Rewrite the records below, replacing every "Drop one marker per instance" with "Place one marker for each instance" and leaving everything else unchanged.

[Begin Data to process]

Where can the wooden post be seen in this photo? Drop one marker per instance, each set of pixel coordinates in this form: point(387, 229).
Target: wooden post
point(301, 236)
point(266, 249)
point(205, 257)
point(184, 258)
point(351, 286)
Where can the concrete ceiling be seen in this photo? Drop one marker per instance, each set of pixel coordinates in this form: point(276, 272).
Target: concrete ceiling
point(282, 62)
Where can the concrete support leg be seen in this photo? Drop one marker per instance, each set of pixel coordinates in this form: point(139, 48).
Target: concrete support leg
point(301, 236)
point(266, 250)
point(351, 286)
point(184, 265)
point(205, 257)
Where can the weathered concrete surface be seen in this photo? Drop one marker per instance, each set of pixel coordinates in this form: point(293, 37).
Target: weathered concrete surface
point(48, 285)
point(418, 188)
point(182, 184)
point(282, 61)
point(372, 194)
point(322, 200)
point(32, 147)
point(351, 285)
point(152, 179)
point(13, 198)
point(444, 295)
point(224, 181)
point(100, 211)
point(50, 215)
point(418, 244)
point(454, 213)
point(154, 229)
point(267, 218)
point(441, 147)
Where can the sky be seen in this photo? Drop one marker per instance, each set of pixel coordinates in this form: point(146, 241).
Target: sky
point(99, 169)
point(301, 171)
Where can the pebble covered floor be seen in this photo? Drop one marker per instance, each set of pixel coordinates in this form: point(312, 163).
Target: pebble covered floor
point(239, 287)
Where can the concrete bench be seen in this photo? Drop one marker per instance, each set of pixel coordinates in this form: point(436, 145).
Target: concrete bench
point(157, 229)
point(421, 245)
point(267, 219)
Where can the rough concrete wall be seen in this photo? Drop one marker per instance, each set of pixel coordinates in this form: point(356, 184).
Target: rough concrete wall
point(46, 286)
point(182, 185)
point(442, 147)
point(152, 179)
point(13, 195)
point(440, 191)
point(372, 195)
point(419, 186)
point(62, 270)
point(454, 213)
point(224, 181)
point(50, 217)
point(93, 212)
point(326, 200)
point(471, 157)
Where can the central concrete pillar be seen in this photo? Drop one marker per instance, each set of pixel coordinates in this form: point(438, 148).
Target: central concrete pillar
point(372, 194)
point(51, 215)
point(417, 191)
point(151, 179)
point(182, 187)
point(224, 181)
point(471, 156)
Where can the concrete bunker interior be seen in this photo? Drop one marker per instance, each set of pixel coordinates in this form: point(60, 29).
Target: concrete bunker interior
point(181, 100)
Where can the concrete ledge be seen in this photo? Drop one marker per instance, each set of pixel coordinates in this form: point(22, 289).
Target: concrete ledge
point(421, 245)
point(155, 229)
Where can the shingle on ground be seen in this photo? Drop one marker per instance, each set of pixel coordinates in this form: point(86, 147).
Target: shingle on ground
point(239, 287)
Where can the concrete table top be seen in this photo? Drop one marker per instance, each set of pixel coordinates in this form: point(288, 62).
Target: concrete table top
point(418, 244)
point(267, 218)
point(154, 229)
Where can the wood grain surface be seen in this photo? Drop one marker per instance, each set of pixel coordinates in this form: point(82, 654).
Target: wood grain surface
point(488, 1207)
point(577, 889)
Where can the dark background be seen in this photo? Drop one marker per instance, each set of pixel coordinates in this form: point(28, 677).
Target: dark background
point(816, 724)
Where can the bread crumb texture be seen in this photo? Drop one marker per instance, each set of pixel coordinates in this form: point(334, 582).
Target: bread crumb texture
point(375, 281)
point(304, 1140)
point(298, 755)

[End Data to process]

- _Answer to the problem_
Where can the wooden post be seen in this photo? Place one marker for each instance, each set of pixel coordinates in this form: point(387, 229).
Target: wooden post
point(301, 236)
point(266, 249)
point(205, 257)
point(184, 258)
point(351, 286)
Where can the concrete ceiling be seen in this photo? Place one marker for each instance, each set of pixel coordinates in this form: point(276, 272).
Target: concrete ceiling
point(282, 62)
Where can the concrete support leg be seen in this photo? Place one marker for each instance, each set of pixel coordinates in this form: point(139, 48).
Target: concrete support leg
point(301, 236)
point(266, 250)
point(351, 286)
point(184, 265)
point(205, 257)
Where can the weathered concrete surface be seen in this photo? Place one marker for each instance, each set of pixel coordinates in this form: point(293, 37).
Target: weathered concrete surface
point(48, 285)
point(418, 188)
point(182, 184)
point(282, 61)
point(372, 194)
point(322, 200)
point(32, 147)
point(351, 285)
point(152, 179)
point(13, 198)
point(444, 295)
point(224, 181)
point(100, 211)
point(50, 215)
point(418, 244)
point(454, 213)
point(154, 229)
point(267, 218)
point(441, 147)
Where can the sky be seen in this photo? Place one marker for each instance, each set of pixel coordinates in this form: point(146, 241).
Target: sky
point(99, 169)
point(301, 171)
Where can the pebble covered floor be seen in this photo? Place one marker for each instance, each set of pixel coordinates in this form: point(312, 163).
Target: pebble covered floor
point(239, 287)
Where can the concrete bench be seen in this photo? Place one marker for each instance, each set of pixel coordinates in this form: point(436, 145).
Target: concrete bench
point(157, 229)
point(421, 245)
point(267, 219)
Where can the rough concrete wall be seen in this photo? Place one marker for each instance, each set of pixel coordinates in this form: point(356, 184).
Target: rough concrete wall
point(46, 286)
point(182, 185)
point(442, 147)
point(152, 179)
point(13, 195)
point(440, 191)
point(372, 195)
point(419, 186)
point(62, 270)
point(454, 213)
point(224, 181)
point(50, 217)
point(93, 212)
point(326, 200)
point(471, 157)
Where can the central concrete pillar be seen in this photo? Place one marker for each instance, each set of pixel coordinates in this form: point(438, 148).
Target: central concrete pillar
point(372, 194)
point(51, 215)
point(417, 191)
point(151, 179)
point(182, 187)
point(224, 181)
point(471, 156)
Where can the concrete bunker interior be seen in this photo? Place one marker for each instance, each set of pixel coordinates in this form: point(60, 29).
Target: concrete bunker interior
point(181, 100)
Where can the concrete ledge be seen in this photo? Place one marker for each instance, each set of pixel coordinates in this form: point(22, 289).
Target: concrete ledge
point(421, 245)
point(155, 229)
Where can the shingle on ground be seen in this photo? Place one marker for each instance, each set of pixel coordinates in this form: point(86, 147).
Target: shingle on ground
point(239, 287)
Where can the concrete table top be seen in this photo? Place one marker for each instance, each set of pixel coordinates in this form: point(288, 62).
Target: concrete table top
point(418, 244)
point(267, 218)
point(154, 229)
Where can the wood grain surface be seen in this photo? Place one marker for each instance, each set of pixel coordinates in this form: point(82, 654).
Target: wood grain surface
point(488, 1207)
point(577, 889)
Where can the dark background be seen in this photo? Place one marker for each instance, each set of pixel coordinates in this form: point(28, 677).
Target: dark background
point(816, 724)
Where can the bread crumb texture be seen in this photo? Place one marker for each instance, each set of pixel coordinates in this form: point(334, 582).
Target: bread crumb texture
point(375, 281)
point(304, 1140)
point(298, 755)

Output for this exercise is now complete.